With the pictures omitted, write out the entries that follow exactly as they stand.
⁂
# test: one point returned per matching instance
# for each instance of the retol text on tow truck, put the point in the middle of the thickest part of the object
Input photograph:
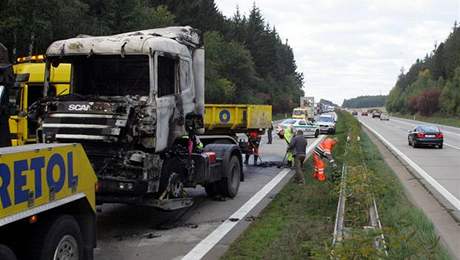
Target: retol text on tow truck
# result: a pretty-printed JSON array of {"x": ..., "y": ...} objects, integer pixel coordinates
[
  {"x": 136, "y": 104},
  {"x": 47, "y": 194}
]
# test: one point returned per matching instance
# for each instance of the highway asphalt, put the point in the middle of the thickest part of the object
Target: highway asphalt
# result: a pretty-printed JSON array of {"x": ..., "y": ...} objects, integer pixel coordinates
[
  {"x": 129, "y": 232},
  {"x": 439, "y": 169}
]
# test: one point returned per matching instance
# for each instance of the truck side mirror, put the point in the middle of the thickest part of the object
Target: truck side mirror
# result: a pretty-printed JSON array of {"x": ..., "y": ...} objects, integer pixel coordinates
[
  {"x": 2, "y": 91},
  {"x": 12, "y": 109}
]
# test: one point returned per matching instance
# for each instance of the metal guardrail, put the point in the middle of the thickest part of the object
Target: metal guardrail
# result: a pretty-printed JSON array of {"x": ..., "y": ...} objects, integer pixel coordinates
[{"x": 374, "y": 219}]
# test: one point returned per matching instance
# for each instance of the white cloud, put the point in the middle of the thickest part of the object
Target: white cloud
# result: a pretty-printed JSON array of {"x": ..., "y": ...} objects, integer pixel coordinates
[{"x": 348, "y": 48}]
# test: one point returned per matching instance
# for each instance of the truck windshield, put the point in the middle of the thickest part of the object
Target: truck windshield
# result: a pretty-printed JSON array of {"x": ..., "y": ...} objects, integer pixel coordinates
[
  {"x": 299, "y": 112},
  {"x": 326, "y": 119},
  {"x": 103, "y": 75}
]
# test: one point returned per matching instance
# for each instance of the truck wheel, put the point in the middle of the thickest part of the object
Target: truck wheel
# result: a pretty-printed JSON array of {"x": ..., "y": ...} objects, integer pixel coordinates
[
  {"x": 6, "y": 253},
  {"x": 60, "y": 239},
  {"x": 211, "y": 189},
  {"x": 229, "y": 185}
]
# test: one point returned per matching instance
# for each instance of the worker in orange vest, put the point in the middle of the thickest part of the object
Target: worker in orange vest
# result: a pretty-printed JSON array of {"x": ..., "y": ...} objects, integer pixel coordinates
[
  {"x": 323, "y": 150},
  {"x": 254, "y": 138}
]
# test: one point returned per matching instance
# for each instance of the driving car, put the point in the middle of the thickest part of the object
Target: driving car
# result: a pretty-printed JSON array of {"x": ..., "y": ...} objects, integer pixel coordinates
[
  {"x": 326, "y": 124},
  {"x": 376, "y": 114},
  {"x": 425, "y": 135},
  {"x": 384, "y": 116},
  {"x": 309, "y": 129}
]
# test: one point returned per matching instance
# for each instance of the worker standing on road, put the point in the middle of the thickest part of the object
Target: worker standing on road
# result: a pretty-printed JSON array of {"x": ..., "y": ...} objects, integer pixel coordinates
[
  {"x": 288, "y": 134},
  {"x": 269, "y": 133},
  {"x": 323, "y": 150},
  {"x": 298, "y": 146},
  {"x": 253, "y": 146}
]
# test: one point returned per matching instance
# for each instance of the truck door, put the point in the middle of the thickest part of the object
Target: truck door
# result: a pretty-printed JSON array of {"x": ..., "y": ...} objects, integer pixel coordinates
[
  {"x": 167, "y": 86},
  {"x": 186, "y": 86}
]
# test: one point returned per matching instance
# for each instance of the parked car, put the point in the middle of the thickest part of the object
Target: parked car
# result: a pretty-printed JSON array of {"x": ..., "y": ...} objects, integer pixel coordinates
⁂
> **RESULT OF THE TASK**
# test: one point returned per matching instance
# for each instance of the retol text on tow truck, put the point in the middle of the thickest part of the object
Input photograph:
Target: retol text on tow truck
# result: a pretty-printed JSON array of {"x": ..., "y": ...} objects, integer pixel coordinates
[
  {"x": 136, "y": 104},
  {"x": 47, "y": 194}
]
# test: one point returned per matching instance
# for each instance of the highway asphalt, put the point in the middle of the thickest part of the object
Target: highway asphalt
# result: a pretty-printed JSON array of {"x": ..., "y": ...} objects, integer pixel coordinates
[
  {"x": 129, "y": 232},
  {"x": 439, "y": 169}
]
# test: one point returned per matching instance
# for each instance of the truck side mirror, put the point in the middle of the thickest part of the object
Target: truck side mirror
# result: a pretty-printed JSON array of {"x": ..., "y": ...} objects, integer pixel coordinates
[
  {"x": 2, "y": 91},
  {"x": 12, "y": 109}
]
# test: one point returned per matching instance
# for each instance of the metal guardrail, put the point in the middle of the thickest part of the object
Target: metal guardrail
# result: a pretty-printed JSON array of {"x": ..., "y": ...} objects, integer pixel coordinates
[{"x": 374, "y": 219}]
# test: one point returned per matching instance
# for each instance of the white cloud, put the point in the middle of the thickest part of the object
Target: white cloud
# result: a pretty-printed JSON array of {"x": ..., "y": ...} objects, integer pixel coordinates
[{"x": 348, "y": 48}]
# test: one point returned per matching instance
# for each instance of the truck windshield, put the point in the middle of the thickest part of the object
Target: truck windshield
# result: a pretty-printed JSON array of {"x": ..., "y": ...} objects, integer pixel coordinates
[
  {"x": 299, "y": 112},
  {"x": 326, "y": 119},
  {"x": 103, "y": 75}
]
# test: one point returned per matching instance
# for each instance of the truck wheel, put the point in the middle of the thickest part of the object
Target: truck wheel
# result: a pretty-printed JSON array of {"x": ..., "y": ...} objects, integer pixel coordinates
[
  {"x": 6, "y": 253},
  {"x": 60, "y": 239},
  {"x": 211, "y": 189},
  {"x": 229, "y": 185}
]
# test: one point returned per matching instance
# for each instance of the worker in orange vest, put the point in the middle of the thickest part of the object
Target: worker in orange vest
# result: a pretty-printed JSON array of {"x": ..., "y": ...} objects, integer pixel coordinates
[
  {"x": 323, "y": 150},
  {"x": 254, "y": 138}
]
# test: one point returned per matching instance
# for each instance of the driving car, put the point in the middle of the thickest part of the object
Target: driving car
# result: a pretty-printed JSON array of {"x": ..., "y": ...} objects, integer pixel coordinates
[
  {"x": 326, "y": 124},
  {"x": 376, "y": 114},
  {"x": 425, "y": 135},
  {"x": 384, "y": 116},
  {"x": 309, "y": 129}
]
# test: one point returned per matching instance
# for each instance of the worker standing on road, put the point in the middle of the thickest part of the object
Target: worker standing on road
# result: a pretty-printed JSON array of {"x": ..., "y": ...} objects, integer pixel coordinates
[
  {"x": 288, "y": 134},
  {"x": 269, "y": 133},
  {"x": 323, "y": 150},
  {"x": 298, "y": 146},
  {"x": 253, "y": 146}
]
# test: one point returned per matching instance
# for each instance of the truck door, put the point in the middle of the thickest part of the object
Target: truck door
# result: a pretty-printed JSON array of {"x": ..., "y": ...} objects, integer pixel coordinates
[
  {"x": 167, "y": 86},
  {"x": 186, "y": 86}
]
# test: one point returned per matching instance
# for each instance of the parked car, put the point in the middle of the thickest part of the object
Target: parked car
# result: a pretty-printed JSON array of {"x": ..., "y": ...} objects, integer pixel coordinates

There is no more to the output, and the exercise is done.